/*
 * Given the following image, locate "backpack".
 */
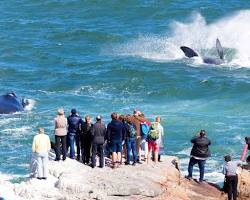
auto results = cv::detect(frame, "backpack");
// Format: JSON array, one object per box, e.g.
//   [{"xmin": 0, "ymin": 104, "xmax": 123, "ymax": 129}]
[
  {"xmin": 128, "ymin": 124, "xmax": 136, "ymax": 138},
  {"xmin": 148, "ymin": 122, "xmax": 160, "ymax": 141},
  {"xmin": 140, "ymin": 122, "xmax": 149, "ymax": 137}
]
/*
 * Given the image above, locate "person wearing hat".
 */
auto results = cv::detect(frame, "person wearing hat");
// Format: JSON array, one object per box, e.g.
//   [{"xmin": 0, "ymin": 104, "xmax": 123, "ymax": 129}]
[
  {"xmin": 91, "ymin": 115, "xmax": 106, "ymax": 168},
  {"xmin": 186, "ymin": 129, "xmax": 211, "ymax": 183},
  {"xmin": 67, "ymin": 109, "xmax": 82, "ymax": 160},
  {"xmin": 54, "ymin": 108, "xmax": 68, "ymax": 161},
  {"xmin": 32, "ymin": 128, "xmax": 51, "ymax": 179}
]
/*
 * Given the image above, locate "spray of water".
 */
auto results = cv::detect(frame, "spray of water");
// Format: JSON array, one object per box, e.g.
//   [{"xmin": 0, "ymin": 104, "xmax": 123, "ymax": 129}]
[{"xmin": 115, "ymin": 10, "xmax": 250, "ymax": 67}]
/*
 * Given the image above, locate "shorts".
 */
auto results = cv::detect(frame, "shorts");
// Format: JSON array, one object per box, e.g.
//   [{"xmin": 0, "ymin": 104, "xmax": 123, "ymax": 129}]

Written problem:
Please put every line of the listing above into a Markdown table with the columns "No." and "Line", numbering the rows and skipping blank lines. Leave the pictures out of the table.

Exercise output:
| No. | Line |
|---|---|
| 1 | /* |
| 2 |  * Given the following image, locate "backpack". |
| 3 |  */ |
| 4 | auto results = cv::detect(frame, "backpack"); |
| 5 | // Format: JSON array, one object per box, e.g. |
| 6 | //   [{"xmin": 0, "ymin": 104, "xmax": 123, "ymax": 129}] |
| 7 | [ |
| 8 |   {"xmin": 128, "ymin": 124, "xmax": 136, "ymax": 138}, |
| 9 |   {"xmin": 148, "ymin": 122, "xmax": 160, "ymax": 141}, |
| 10 |   {"xmin": 140, "ymin": 122, "xmax": 149, "ymax": 137} |
| 11 | ] |
| 12 | /* |
| 13 |  * Given the image above, locate "person wearing hat". |
| 14 |  */ |
| 15 | auto results = cv::detect(frame, "person wearing hat"); |
| 16 | // Format: JSON array, one object per box, e.g. |
| 17 | //   [{"xmin": 0, "ymin": 104, "xmax": 123, "ymax": 129}] |
| 18 | [ |
| 19 |   {"xmin": 91, "ymin": 115, "xmax": 106, "ymax": 168}, |
| 20 |   {"xmin": 186, "ymin": 129, "xmax": 211, "ymax": 183}, |
| 21 |   {"xmin": 67, "ymin": 109, "xmax": 82, "ymax": 160}, |
| 22 |   {"xmin": 54, "ymin": 108, "xmax": 68, "ymax": 161}, |
| 23 |   {"xmin": 32, "ymin": 128, "xmax": 51, "ymax": 179} |
| 24 | ] |
| 25 | /* |
| 26 |  * Given the image above, locate "spray of water". |
| 27 |  */ |
| 28 | auto results = cv::detect(frame, "spray of water"); |
| 29 | // Format: JSON array, one object per box, e.g. |
| 30 | //   [{"xmin": 0, "ymin": 104, "xmax": 123, "ymax": 129}] |
| 31 | [{"xmin": 115, "ymin": 10, "xmax": 250, "ymax": 67}] |
| 32 | /* |
| 33 |  * Given the image above, locate "shorts". |
| 34 |  */ |
| 35 | auto results = cv::detect(frame, "shorts"); |
| 36 | // Format: JSON array, one object per box, e.g. |
| 37 | //   [{"xmin": 0, "ymin": 104, "xmax": 123, "ymax": 129}] |